[SUPPLIED PASSAGE]

Did you watch the great performances of runners with prosthetic legs in the Paralympics?
Prosthetics are devices used to replace missing body parts. Their use goes back to the fifth Egyptian Dynasty (2750-2625 B.C.) and they were further developed as amputation of limbs became used as a lifesaving measure in medicine.
Earlier prosthetic legs were made of copper and wood like this one found in The Science and Art of Medicine gallery in the Science Museum.
While they were only used for basic functions like standing and walking, the present prosthetic legs have now evolved to make people more mobile, with more sophisticated functions – for example, enabling them to run in Paralympics. Indeed, Oscar Leonard Carl Pistorius, the fastest man on no legs, ran the final round in the 2004 Summer Paralympics 200-meter event with the world record of 21.97 seconds!
It is expected that the development of prosthetic legs will go far beyond just running, and continue to improve their users’ quality of life. How far we have come, not only in the development of prosthetics, but also in our perception of disability. Oscar also competed in the Olympics, and folks even debated whether his ‘blades’ gave him an unfair advantage!
- Do you think the boundary between Olympics and Paralympics will disappear by the development of the technology for prosthetic body parts?

[/SUPPLIED PASSAGE]
[EXCERPTED DATA]

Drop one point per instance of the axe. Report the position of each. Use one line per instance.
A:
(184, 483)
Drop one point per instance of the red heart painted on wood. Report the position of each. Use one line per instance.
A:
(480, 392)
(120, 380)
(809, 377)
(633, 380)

[/EXCERPTED DATA]

- THE TASK
Transcribe the prosthetics passage word for word, beginning at the words "It is expected" and stopping after "prosthetic body parts?". Work only from the prosthetics passage.

- EXERCISE OUTPUT
It is expected that the development of prosthetic legs will go far beyond just running, and continue to improve their users’ quality of life. How far we have come, not only in the development of prosthetics, but also in our perception of disability. Oscar also competed in the Olympics, and folks even debated whether his ‘blades’ gave him an unfair advantage!
- Do you think the boundary between Olympics and Paralympics will disappear by the development of the technology for prosthetic body parts?